### Alıntı
▼▼▼

Translate

26 Eylül 2012 Çarşamba

ETRÜSKLER, TARİH ÖNCESİNDE DE, BUGÜN DE TÜRKLER!








Etrüskler (Tursakalar) Türk idiler   
   


Etrüskleri incelemek ve onların tarih öncesi dönemde Türklükle olan ilgisini araştırmak için  harekete geçen yazar Adile Ayda , 1971 yılında yayınlamış olduğu Les Etrusques etaient-ils des Turcs? adlı kitabını, 1985 yılında tekrar ele alıp genişleterek Les Etrusques etaient des  Turcs- Preuves adıyla yayınlamıştı. 1992 yılında ise yazar, yine yeni belgeler ve bilgiler  ekleyerek daha da somutlaştırdığı bu kitabı yayınlıyor: Etrüskler Türk idiler. 

Etrüsk  medeniyetini, Etrüsklerin dinini, Etrüsklerin dilini, Italya’nin Toskana bölgesinin tarihi  dokusu ve yapısını konu alan son kitabın başlığı, yazarın netliğinin ve kararlığının bir  göstergesidir.

▲▲▲

### Yapılacaklar
A) Alıntıyı "Etrüsk  medeniyetini, Etrüsklerin" sözlerinin geçtiği yerden başlayıp "kararlığının bir  göstergesidir." sözlerinden sonra bitecek şekilde yeniden yazın, yalnızca "Toskana" ifadesini "Toscana" olarak değiştirin.
B) Alıntıya göre Adile Ayda'nın 1985 yılında yayınladığı kitabın adı nedir?
Yalnızca alıntıdaki bilgilere dayanın.

### Verilen Veriler
▼▼▼

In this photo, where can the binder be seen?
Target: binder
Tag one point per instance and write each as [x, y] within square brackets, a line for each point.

▲▲▲

### Görev Çıktıları
A)
Etrüsk  medeniyetini, Etrüsklerin dinini, Etrüsklerin dilini, Italya’nin Toscana bölgesinin tarihi  dokusu ve yapısını konu alan son kitabın başlığı, yazarın netliğinin ve kararlığının bir  göstergesidir.

B) Les Etrusques etaient des Turcs- Preuves